Résumez en deux phrases, s'il vous plaît, l'extrait ci-dessous sur l'islamophobie.

(EXTRAIT):
++++++++

J’en suis persuadé, il existe en France, et plus largement en Europe, une islamophobie. Mais elle couvre évidemment des phénomènes différents :

• pour certains, il s’agit simplement d’une reconversion du racisme anti-arabe en un racisme culturel plus facile à défendre ; c’est le cas du Front national ou des droites populistes en pleine expansion ;

• pour d’autres, il ne s’agirait que de la poursuite de la lutte pour la séparation des Eglises et de l’Etat, lutte qui a été menée par les républicains au début du XXe siècle. Certains, comme le site Riposte laïque, affirment que l’islam est la seule menace et sont prêts à toutes les alliances, y compris avec l’extrême droite, pour libérer la France. D’autres, refusent cet amalgame, et prétendent lutter contre tous les intégrismes, mais n’expliquent jamais pourquoi, dans nos sociétés, seul l’intégrisme musulman est de fait visé. Certains dénoncent toutes les religions, comme si c’était un combat abstrait qui se menait en dehors de tout contexte politique : mesure-t-on, par exemple, que la critique de la religion juive dans les années 1930 pouvait être légitime pour ceux qui combattaient toutes les religions, mais avoir en même temps des implications graves ?

Quoiqu’il en soit, une des erreurs essentielles que l’on retrouve chez nombre de commentateurs est leur tentative d’expliquer le monde musulman actuel, ses forces politiques, ses conflits, par l’islam. Combien de fois n’a-t-on pas entendu dire que le prophète Mohammed ayant été chef militaire, cela expliquerait le caractère guerrier de l’islam (ce qui serait fondamentalement différent du christianisme) ; ou que telle ou telle sourate du Coran, éclairerait les actions d’Al-Qaida ?

Cette vision n’est pas nouvelle (« Une seule âme arabe, religieuse, fanatique et fataliste »), mais elle est dangereuse. Paradoxalement, elle est partagée par les groupes islamistes les plus radicaux : pour eux aussi, il existerait une religion musulmane intemporelle, un corps de dogmatique inamovible, une charia immuable (depuis la prédication de Mohammed).

C’est tout l’intérêt du livre de Sami Zubaida, professeur émérite de sciences politiques et de sociologie à l’université Birkbeck de Londres, Beyond Islam. A New Understanding of the Middle East (I. B. Tauris, Londres, 2011). Je reprendrai ici les principaux arguments défendus dans sa longue introduction.

++++++++

(DONNÉES FOURNIES):
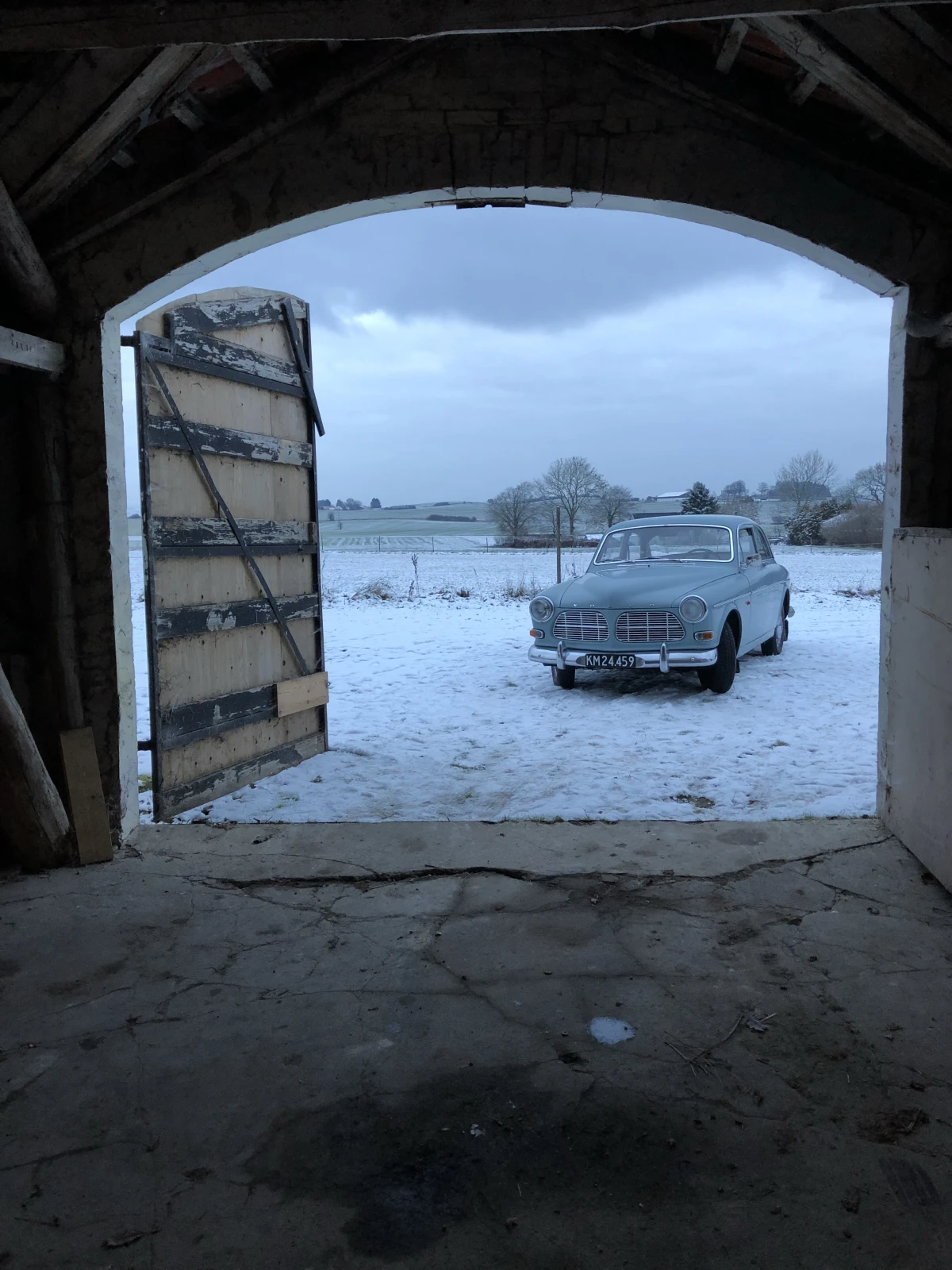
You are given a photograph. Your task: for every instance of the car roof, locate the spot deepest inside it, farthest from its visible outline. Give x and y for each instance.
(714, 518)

++++++++

(SOLUTION PROPOSÉE): L'auteur est persuadé qu'il existe en France et en Europe une islamophobie couvrant des phénomènes différents, depuis la reconversion du racisme anti-arabe en racisme culturel jusqu'à une prétendue poursuite de la lutte pour la séparation des Églises et de l'État, où seul l'intégrisme musulman est de fait visé. Il juge dangereuse l'erreur de nombreux commentateurs qui expliquent le monde musulman actuel par l'islam, vision que partagent paradoxalement les groupes islamistes les plus radicaux, et il annonce reprendre les principaux arguments du livre de Sami Zubaida, « Beyond Islam ».